### Tasks and exercises
[1] In the passage about ME Research UK, what name did the charity use when it was formed in 2000?
[2] Extend the passage about ME Research UK by writing on from its last sentence.

ME Research UK
- Formation: 2000; 26 years ago
- Founder: Dr Vance Spence Robert McRae
- Purpose: To fund research projects regarding myalgic encephalomyelitis (ME)
- Headquarters: Perth, Scotland
- Website: meresearch.org.uk

= ME Research UK =

UK medical research charity

ME Research UK is a medical research charity based in the United Kingdom with the principal aim of commissioning and funding scientific (biomedical) investigation into the causes, consequences and treatment of myalgic encephalomyelitis/chronic fatigue syndrome (ME/CFS). ME/CFS is a debilitating illness which affects between 120,000 and 240,000 people in the United Kingdom alone, but which is not well understood nor, in many cases, properly recognised.
==History==
The organisation (charity number SC036942) was formed in 2000 under the name Myalgic Encephalomyelitis Research Group for Education and Support (MERGE), with an official opening in May 2001. Its headquarters are in Perth, Scotland.

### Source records
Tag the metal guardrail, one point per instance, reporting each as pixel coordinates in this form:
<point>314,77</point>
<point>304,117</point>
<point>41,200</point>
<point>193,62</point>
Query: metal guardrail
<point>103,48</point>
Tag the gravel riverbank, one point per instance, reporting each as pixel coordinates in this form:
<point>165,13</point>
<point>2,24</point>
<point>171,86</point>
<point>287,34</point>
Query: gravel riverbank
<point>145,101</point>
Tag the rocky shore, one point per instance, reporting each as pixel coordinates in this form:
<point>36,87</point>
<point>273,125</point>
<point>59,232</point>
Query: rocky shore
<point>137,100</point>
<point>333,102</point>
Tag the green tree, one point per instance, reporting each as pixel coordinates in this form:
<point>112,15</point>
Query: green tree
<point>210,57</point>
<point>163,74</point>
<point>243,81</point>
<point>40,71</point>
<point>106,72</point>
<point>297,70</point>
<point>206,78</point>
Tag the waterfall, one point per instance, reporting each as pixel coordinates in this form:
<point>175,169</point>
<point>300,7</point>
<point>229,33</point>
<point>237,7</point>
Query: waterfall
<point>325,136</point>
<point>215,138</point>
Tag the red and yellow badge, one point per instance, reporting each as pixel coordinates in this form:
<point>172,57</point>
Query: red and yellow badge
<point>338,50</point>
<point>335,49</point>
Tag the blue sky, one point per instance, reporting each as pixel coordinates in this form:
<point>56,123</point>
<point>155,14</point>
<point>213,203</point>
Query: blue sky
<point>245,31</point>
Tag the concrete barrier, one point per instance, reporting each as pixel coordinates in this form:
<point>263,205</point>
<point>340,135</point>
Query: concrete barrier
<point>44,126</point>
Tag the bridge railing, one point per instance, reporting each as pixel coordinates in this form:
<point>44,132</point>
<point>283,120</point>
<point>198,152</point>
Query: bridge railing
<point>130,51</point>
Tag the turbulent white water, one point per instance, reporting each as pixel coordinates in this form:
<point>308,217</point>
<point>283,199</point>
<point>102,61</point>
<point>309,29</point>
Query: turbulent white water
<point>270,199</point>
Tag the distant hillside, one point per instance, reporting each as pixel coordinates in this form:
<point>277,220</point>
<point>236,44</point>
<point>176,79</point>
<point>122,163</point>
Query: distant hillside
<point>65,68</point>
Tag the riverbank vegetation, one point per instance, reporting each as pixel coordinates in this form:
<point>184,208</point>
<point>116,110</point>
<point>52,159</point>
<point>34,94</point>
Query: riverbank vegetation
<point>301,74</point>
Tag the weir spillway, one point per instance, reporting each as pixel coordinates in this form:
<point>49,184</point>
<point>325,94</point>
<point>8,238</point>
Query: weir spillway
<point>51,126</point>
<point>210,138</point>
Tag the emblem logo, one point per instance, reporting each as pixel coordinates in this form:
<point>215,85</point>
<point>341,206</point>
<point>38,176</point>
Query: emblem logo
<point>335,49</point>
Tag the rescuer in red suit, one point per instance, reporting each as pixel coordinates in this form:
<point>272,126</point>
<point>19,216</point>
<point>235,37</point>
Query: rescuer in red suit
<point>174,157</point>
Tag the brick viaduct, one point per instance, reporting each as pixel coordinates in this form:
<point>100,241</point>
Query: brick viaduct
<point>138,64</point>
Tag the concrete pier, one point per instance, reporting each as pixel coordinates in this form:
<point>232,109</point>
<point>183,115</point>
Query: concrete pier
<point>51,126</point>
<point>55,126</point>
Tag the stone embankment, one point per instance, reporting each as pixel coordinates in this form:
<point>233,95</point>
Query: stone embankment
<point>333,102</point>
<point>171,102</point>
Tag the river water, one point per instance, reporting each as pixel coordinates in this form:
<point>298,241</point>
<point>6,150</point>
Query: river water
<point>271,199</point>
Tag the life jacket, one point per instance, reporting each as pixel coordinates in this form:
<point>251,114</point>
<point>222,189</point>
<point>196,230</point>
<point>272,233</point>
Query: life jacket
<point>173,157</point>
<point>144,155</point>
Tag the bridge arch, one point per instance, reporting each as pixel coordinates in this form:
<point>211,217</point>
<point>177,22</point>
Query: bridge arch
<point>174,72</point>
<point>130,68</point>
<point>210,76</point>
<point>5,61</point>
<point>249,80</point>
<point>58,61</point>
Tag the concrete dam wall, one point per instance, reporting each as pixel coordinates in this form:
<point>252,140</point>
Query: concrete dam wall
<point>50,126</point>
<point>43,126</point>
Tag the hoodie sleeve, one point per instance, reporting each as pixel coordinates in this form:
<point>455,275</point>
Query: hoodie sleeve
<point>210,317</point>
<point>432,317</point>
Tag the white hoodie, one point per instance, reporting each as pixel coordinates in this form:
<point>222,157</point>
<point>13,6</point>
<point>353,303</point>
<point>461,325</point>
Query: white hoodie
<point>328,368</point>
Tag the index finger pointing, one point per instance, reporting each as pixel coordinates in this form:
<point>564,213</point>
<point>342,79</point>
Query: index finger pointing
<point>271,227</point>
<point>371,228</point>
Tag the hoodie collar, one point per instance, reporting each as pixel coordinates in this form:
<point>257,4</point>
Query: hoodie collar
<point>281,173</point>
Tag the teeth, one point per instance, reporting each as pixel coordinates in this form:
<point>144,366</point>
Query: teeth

### List of answers
[1] Myalgic Encephalomyelitis Research Group for Education and Support (MERGE)

[2]
Ongoing research projects currently funded by ME Research UK include a Swedish study to provide an independent investigation into the link between xenotropic murine leukemia virus–related virus (XMRV) and ME/CFS, an investigation into autonomic dysfunction (dysautonomia) in ME/CFS, research to identify key single-nucleotide polymorphisms associated with ME/CFS, and a study of the relationship between vitamin D status and cardiovascular function in ME/CFS.

In addition to funding research into biomedical aspects of ME/CFS, the charity produces reviews and reports, organises and presents research at professional meetings and conferences, and was instrumental in forming a cross party group on the condition at the Scottish Parliament.

Most of its funds come from private and corporate donations, and the Friends of ME Research UK Friends scheme has been set up to support the charity and help with fundraising.